** DATASET ENTRIES **
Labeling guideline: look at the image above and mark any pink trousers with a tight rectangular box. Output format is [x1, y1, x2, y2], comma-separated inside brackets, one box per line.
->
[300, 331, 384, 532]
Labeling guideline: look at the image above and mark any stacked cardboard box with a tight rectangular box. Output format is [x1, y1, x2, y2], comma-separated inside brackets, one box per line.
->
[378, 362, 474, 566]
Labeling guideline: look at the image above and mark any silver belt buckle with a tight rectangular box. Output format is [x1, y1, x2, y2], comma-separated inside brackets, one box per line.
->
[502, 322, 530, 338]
==
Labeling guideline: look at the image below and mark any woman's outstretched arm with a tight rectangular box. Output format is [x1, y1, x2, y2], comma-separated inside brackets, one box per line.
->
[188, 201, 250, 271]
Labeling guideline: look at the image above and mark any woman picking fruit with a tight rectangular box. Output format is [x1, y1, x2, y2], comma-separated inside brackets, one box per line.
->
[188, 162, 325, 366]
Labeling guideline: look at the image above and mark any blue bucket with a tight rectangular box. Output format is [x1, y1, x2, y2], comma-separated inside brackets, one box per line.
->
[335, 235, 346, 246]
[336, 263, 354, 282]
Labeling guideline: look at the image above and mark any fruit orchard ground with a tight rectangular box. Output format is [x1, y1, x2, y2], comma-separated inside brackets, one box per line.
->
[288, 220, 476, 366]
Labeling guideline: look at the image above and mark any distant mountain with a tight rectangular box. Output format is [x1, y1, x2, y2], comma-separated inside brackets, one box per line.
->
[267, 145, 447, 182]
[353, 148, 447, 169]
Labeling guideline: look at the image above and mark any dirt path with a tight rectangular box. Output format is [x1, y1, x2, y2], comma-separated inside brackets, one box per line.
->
==
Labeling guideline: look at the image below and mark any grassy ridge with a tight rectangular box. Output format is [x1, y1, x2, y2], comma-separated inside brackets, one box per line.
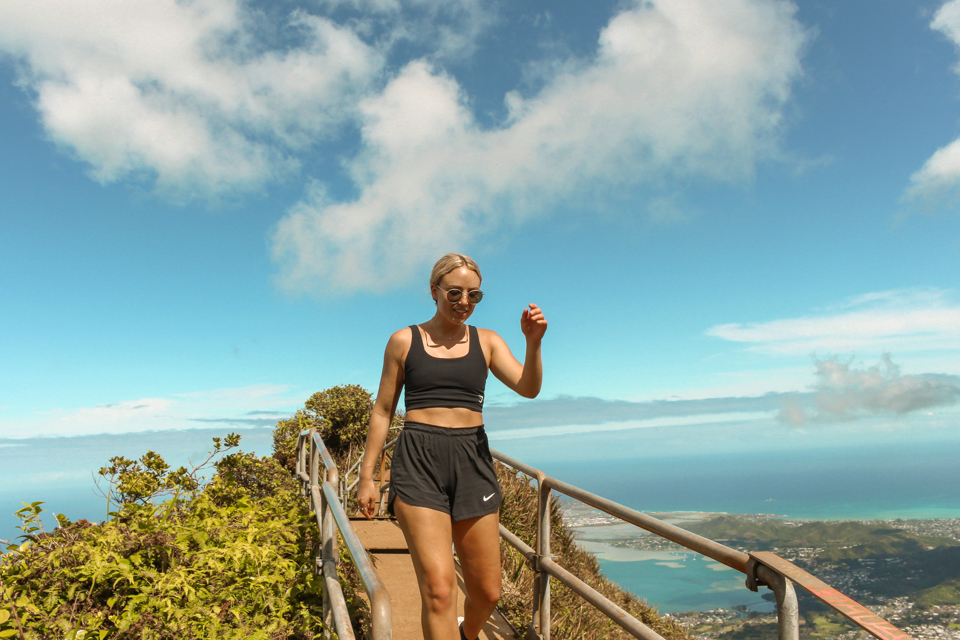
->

** TASK TO CARRY OUT **
Indicate how many lines in the records above contain the word "woman", giving only the number.

** ANSWER SPACE **
2